### Prompt A
In the spectral analysis excerpt, which of the 8 sections in Table 1 is marked "min power"?
### Prompt B
Extract every line of the records that contains the word "wearing".

The comparison between the above spectra shows that the main ~0.4 and ~1 Myr maxima remain at about the same period with a skyrocket variation of the power during the second half section (730/103 or 7X and 230/11 or 21X); also the peak at 0.24 Myr (the leftmost one in figure 2) becomes 7 times higher (50/7) during the more recent two millions years than during the first section. The other visible peaks changed their frequency (period).

Green lines in both figure 2 and 3 define a group of secondary maxima: to be noted the 0.74 Kyr maximum (0.68 in the upper frame of figure 3) clearly visible in the Lomb spectrum of figure 2 and that confirm that the analysis of the whole dataset (figure 2) is strongly dominated by the 2.nd (more recent) section of the dataset because the 0.74 maximum clearly emerges above the little "forest" of maxima.

In order to verify within a better accuracy the variation of frequency along the time sequence, we used the 8 sections defined above to compute the MEM spectrum. The time sequence is listed in Table1.

Table 1. Deboer2014.txt. Start-End Kyr BP of the 8 sections. 100 yr step
Sec Start Kyr End Kyr Comments
1 5300.0 4600.1 7000 values
2 4600.0 3900.1
3 3900.0 3200.1 min power
4 3200.0 2500.1
5 2500.0 1800.1
6 1800.0 1100.1 max power
7 1100.0 400.1
8 400.0 0.1 4000 values

  • Spectra computed from 3500 values from line 1500 through 4500.
  • Time spread: 700 thousand years per file (8 excluded).

    A summary of the results is in figure 4

    Fig.4: The MEM spectrum of the 8 sequential and adjacent sections defined by color and, in one case, by line shape. Here only 400 Kyr and nearby maxima have been selected. The bottom plot is an enlargement in power (y-axis) of the top one.

    Analysis of the ~0.41 Kyr spectral maximum
    We can derive from figure 4 the suggestion that the power of spectral maxima evolve along the sections (i.e. with time) and a more precise list of peak's power confirm, as in figure 5, this hypothesis:

    Fig.5: Time evolution of the ~0.4 Myr spectral maximum power from the 8-sections series. The blue line is the fitting parabola of the first 6 data.

### Data section

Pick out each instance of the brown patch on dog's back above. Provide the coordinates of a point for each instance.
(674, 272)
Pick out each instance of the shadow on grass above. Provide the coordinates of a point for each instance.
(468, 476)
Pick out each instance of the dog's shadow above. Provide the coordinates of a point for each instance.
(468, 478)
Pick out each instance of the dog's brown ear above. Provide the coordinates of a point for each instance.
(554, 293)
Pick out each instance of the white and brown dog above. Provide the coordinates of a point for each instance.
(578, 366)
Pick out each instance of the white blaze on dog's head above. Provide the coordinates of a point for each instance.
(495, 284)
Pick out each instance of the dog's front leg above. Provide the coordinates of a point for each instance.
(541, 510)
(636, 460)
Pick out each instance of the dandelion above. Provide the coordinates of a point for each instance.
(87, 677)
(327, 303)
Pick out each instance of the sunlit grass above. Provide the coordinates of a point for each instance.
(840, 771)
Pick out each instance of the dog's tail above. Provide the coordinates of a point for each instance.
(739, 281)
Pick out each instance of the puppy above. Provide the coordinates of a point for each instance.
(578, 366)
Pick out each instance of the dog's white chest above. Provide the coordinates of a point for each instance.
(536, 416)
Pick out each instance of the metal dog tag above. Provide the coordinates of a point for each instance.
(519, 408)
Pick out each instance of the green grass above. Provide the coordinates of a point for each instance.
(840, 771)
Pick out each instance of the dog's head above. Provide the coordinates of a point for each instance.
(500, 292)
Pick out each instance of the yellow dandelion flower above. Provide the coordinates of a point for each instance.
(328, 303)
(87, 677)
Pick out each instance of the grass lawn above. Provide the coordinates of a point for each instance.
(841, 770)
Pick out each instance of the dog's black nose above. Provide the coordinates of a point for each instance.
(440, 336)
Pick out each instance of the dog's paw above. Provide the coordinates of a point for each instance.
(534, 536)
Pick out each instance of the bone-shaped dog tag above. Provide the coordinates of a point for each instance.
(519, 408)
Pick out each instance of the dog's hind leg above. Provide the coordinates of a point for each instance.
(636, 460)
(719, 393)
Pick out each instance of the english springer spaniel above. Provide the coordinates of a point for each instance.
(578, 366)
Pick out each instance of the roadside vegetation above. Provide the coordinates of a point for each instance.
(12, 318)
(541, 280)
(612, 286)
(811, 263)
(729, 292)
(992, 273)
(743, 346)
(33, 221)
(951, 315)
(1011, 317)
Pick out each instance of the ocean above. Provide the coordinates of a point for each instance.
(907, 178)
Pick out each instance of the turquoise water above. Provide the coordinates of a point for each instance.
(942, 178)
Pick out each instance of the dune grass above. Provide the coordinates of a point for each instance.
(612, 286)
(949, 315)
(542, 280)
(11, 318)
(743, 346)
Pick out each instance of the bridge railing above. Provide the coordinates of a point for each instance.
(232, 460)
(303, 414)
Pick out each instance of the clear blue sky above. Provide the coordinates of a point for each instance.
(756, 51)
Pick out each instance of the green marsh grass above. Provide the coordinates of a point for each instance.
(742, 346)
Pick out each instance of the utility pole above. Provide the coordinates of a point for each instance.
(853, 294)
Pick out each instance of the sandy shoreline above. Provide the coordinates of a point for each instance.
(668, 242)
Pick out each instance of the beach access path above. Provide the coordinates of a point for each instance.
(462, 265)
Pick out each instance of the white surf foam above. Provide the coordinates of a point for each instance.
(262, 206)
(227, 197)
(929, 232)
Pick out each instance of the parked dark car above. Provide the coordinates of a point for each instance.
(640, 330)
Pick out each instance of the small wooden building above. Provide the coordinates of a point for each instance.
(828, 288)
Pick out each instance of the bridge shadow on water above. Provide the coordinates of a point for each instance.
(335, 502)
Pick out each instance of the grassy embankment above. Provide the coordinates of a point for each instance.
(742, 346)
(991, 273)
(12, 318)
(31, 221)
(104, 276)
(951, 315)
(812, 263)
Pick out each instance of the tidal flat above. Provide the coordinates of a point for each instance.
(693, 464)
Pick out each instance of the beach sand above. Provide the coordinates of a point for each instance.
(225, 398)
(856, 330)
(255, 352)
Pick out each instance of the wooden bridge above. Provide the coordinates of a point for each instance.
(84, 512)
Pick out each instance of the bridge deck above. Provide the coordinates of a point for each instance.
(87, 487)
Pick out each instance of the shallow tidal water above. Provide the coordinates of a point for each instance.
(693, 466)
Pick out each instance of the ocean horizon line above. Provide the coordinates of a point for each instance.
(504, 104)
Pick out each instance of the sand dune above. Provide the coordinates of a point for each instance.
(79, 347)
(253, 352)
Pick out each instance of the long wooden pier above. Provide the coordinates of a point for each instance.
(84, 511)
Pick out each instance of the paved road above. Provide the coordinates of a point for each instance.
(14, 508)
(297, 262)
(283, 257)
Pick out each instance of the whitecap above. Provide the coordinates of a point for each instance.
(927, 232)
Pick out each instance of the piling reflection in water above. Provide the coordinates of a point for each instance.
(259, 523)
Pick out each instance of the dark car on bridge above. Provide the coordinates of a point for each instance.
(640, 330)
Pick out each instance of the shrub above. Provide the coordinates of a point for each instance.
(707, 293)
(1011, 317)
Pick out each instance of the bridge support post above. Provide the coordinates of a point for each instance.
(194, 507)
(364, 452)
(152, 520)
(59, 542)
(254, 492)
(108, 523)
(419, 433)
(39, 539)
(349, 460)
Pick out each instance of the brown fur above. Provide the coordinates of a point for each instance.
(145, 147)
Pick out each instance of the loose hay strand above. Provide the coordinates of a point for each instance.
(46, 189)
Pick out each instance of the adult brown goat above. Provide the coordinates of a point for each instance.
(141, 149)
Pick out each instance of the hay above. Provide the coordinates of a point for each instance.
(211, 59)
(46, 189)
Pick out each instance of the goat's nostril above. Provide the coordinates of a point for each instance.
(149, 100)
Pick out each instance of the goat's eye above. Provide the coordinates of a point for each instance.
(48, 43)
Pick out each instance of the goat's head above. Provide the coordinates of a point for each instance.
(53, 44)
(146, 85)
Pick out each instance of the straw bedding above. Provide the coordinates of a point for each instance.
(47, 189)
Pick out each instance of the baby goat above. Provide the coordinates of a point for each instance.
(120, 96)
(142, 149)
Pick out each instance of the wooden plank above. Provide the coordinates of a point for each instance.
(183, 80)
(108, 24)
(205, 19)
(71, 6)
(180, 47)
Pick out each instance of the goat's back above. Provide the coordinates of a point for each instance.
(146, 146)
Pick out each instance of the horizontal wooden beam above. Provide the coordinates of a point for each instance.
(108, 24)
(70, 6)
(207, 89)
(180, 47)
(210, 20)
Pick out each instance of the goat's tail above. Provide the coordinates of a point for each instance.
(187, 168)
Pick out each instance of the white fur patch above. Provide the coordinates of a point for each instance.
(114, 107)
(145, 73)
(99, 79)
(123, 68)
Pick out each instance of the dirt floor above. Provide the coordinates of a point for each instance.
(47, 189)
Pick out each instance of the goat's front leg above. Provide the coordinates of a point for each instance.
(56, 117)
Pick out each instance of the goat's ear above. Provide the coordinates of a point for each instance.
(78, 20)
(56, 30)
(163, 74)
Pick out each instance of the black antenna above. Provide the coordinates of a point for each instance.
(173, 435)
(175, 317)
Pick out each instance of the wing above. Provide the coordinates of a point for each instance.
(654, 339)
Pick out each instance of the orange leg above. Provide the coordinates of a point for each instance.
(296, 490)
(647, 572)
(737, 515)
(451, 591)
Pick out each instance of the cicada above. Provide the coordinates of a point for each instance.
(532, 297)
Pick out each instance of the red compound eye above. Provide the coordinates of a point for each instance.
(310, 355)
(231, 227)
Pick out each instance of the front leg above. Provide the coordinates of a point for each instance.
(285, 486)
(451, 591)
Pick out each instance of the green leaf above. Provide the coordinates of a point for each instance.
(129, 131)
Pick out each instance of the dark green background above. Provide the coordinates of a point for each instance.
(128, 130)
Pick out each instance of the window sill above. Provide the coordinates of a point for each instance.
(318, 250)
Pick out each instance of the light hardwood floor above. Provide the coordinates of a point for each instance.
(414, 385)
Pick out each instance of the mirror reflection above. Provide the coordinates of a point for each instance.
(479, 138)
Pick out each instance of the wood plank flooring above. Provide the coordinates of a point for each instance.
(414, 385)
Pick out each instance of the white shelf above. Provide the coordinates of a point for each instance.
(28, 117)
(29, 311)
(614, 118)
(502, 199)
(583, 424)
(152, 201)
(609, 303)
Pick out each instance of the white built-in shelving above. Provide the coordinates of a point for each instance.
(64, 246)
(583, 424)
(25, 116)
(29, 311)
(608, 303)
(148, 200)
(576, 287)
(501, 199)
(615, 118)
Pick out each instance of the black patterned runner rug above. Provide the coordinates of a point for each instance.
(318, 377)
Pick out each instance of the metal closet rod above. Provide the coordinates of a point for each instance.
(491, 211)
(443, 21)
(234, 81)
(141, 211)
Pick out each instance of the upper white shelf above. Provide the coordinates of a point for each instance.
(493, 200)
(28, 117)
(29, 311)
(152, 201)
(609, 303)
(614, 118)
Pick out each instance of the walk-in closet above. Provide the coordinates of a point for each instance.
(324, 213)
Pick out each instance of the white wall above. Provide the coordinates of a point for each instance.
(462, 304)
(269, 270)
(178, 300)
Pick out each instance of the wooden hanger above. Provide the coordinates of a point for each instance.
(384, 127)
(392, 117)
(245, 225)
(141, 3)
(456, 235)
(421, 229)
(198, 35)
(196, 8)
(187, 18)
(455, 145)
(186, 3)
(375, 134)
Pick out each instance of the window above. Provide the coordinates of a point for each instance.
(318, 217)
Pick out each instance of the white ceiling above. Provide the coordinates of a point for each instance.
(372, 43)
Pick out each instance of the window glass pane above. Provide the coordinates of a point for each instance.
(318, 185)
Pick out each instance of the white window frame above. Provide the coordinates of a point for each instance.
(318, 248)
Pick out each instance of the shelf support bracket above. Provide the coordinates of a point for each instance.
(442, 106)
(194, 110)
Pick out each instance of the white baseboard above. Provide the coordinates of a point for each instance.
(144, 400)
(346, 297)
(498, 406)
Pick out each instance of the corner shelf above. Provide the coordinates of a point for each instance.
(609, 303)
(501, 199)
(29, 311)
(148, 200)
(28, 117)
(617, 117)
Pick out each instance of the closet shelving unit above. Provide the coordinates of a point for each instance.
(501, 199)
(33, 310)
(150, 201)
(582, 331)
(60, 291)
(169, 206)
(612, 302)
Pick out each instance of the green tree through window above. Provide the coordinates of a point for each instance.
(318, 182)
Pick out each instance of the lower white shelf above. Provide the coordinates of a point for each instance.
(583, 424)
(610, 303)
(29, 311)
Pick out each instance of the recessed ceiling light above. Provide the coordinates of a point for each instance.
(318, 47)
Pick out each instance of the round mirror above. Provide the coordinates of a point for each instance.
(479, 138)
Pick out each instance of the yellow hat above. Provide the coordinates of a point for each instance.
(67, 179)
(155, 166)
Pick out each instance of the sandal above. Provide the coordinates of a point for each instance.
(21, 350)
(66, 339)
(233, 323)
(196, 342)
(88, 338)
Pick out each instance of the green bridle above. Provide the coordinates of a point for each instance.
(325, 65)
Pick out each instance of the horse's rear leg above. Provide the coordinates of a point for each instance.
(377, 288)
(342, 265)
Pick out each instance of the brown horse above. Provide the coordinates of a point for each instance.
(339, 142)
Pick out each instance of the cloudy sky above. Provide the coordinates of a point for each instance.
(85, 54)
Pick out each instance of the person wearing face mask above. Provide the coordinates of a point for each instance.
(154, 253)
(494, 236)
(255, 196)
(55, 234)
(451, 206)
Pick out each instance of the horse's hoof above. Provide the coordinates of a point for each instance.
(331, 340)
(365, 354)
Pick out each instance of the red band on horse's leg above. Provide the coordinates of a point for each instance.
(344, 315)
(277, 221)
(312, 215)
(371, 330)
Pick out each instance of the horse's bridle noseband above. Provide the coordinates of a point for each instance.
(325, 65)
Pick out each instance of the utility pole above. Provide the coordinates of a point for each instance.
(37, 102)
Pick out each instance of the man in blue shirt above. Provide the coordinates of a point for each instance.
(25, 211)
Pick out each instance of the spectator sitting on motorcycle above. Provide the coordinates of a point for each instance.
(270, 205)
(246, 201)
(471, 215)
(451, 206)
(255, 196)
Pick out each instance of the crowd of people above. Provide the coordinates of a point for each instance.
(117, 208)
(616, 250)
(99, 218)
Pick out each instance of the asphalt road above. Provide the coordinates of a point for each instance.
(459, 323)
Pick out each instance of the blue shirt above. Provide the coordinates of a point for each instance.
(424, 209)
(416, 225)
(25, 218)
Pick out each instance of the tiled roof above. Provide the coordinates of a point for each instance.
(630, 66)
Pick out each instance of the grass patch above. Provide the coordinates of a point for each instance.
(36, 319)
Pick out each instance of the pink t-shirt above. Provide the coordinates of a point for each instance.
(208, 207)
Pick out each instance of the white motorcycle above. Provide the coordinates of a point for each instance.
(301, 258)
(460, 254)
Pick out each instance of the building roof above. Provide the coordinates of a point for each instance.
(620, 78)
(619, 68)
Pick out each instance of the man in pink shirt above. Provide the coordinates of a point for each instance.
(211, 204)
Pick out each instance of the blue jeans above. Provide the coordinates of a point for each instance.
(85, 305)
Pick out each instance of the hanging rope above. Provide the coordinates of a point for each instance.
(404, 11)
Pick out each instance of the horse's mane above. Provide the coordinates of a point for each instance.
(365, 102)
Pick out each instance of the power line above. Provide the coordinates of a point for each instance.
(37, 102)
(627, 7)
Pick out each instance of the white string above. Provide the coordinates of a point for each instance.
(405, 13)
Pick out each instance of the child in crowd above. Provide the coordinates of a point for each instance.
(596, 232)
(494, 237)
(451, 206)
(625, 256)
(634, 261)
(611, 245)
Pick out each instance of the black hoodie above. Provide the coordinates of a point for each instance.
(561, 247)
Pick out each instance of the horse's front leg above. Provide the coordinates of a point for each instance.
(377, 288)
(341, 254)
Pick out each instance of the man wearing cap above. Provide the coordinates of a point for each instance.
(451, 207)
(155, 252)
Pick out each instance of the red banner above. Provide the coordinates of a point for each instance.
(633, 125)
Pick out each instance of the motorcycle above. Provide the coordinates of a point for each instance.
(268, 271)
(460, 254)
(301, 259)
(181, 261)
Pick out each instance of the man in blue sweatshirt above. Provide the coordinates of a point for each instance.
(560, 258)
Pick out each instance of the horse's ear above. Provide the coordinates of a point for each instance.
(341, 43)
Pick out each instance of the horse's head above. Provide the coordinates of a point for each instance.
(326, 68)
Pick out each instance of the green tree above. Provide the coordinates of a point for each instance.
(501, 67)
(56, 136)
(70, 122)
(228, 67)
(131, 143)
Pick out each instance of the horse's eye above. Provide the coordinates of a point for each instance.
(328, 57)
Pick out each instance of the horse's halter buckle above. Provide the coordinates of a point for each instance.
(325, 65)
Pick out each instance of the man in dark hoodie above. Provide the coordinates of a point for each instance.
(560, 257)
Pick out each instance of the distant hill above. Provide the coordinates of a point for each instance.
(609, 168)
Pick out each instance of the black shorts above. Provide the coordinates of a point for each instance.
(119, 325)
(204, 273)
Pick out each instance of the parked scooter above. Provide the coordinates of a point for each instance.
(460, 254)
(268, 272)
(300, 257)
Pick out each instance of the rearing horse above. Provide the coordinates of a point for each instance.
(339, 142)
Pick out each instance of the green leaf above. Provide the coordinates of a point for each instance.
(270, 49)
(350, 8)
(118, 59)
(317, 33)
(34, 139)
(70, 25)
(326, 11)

### Complete answer A
Section 3, spanning 3900.0 to 3200.1 Kyr BP.

### Complete answer B
Pick out each instance of the person wearing face mask above. Provide the coordinates of a point for each instance.
Pick out each instance of the man wearing cap above. Provide the coordinates of a point for each instance.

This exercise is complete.